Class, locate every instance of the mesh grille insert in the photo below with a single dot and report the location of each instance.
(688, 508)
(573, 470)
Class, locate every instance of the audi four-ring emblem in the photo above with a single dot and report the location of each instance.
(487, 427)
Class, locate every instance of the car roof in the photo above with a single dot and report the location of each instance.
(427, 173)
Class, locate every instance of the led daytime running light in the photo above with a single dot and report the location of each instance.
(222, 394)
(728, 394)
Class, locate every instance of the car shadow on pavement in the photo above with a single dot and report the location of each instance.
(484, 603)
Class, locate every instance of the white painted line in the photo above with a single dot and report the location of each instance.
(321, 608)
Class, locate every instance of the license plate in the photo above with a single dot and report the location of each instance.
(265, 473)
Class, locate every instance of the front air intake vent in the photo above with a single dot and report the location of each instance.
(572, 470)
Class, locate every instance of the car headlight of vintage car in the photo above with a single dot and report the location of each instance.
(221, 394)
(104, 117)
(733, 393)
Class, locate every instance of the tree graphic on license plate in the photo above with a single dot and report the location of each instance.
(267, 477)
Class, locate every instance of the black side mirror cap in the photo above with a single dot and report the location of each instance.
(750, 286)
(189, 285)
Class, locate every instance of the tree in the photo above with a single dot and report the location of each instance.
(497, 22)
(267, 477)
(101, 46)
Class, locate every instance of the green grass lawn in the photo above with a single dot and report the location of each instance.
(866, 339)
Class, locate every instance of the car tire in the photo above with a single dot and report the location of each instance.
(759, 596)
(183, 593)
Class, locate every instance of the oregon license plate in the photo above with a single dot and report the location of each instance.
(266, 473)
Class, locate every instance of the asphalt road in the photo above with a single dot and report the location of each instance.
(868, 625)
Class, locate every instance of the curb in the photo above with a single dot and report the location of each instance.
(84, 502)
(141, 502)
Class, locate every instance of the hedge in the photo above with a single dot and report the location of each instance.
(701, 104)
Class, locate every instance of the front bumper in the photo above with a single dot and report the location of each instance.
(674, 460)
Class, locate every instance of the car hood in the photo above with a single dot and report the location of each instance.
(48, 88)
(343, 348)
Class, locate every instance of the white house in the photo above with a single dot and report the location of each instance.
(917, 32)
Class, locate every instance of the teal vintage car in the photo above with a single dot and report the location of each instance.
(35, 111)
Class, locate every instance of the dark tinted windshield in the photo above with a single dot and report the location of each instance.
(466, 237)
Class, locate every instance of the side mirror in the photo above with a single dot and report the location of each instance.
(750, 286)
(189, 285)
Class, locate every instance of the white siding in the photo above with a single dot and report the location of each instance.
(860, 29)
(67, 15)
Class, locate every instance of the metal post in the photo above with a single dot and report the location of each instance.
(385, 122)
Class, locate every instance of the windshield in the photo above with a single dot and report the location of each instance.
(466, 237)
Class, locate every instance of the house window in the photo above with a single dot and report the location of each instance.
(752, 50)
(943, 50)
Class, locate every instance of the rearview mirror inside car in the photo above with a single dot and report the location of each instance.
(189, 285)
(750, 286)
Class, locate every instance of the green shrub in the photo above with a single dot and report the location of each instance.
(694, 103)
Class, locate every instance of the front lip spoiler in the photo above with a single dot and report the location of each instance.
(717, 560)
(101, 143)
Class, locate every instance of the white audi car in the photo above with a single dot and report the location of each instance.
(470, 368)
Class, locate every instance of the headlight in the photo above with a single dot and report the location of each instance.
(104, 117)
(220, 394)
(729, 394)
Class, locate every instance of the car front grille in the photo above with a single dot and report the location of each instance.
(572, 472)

→ Task to carry out:
Copy only this span: the line that contains "Class, locate every instance of the windshield", the last line, and every line between them.

→ Solution to the problem:
Class, locate every instance of the windshield in the photo above with a single dot and report the location of each instance.
(466, 237)
Class, locate every instance of the house window in the photo above with a single dot and report the location of each instance.
(752, 50)
(943, 50)
Class, locate every instance of the rearview mirror inside car in the photo above with a single dot and report the location of each instance.
(189, 285)
(750, 286)
Class, locate every instance of the green shrub in the photo above with a single dot and report the location of each instance.
(694, 103)
Class, locate every instance of the front lip spoiler in the photo above with a single dot and report the location of each instance.
(717, 560)
(101, 143)
Class, locate every instance of the white audi car in the photo above with a single dot and report the location of each instance.
(470, 368)
Class, locate every instance of the headlight in the photo above with a single dot and report the location of each instance.
(104, 117)
(220, 394)
(729, 394)
Class, locate every instance of the car front grille in the photo above with a single dot and report the location of each instance.
(572, 472)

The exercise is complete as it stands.